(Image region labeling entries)
======

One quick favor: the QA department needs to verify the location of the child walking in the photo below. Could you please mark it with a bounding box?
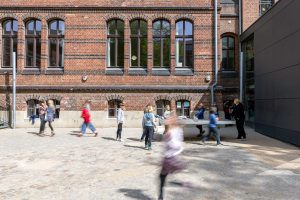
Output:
[45,100,55,137]
[158,114,186,200]
[78,103,98,137]
[116,103,125,142]
[202,107,222,145]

======

• _Goal_
Print all of the data above word for word, leaving out the picture.

• _Result of the task_
One quick favor: the QA department needs to verify the location of the child walking in the photo below. Could you please mark it with a bounding box?
Output:
[45,100,55,137]
[158,114,186,200]
[78,103,98,137]
[116,103,125,142]
[202,107,222,145]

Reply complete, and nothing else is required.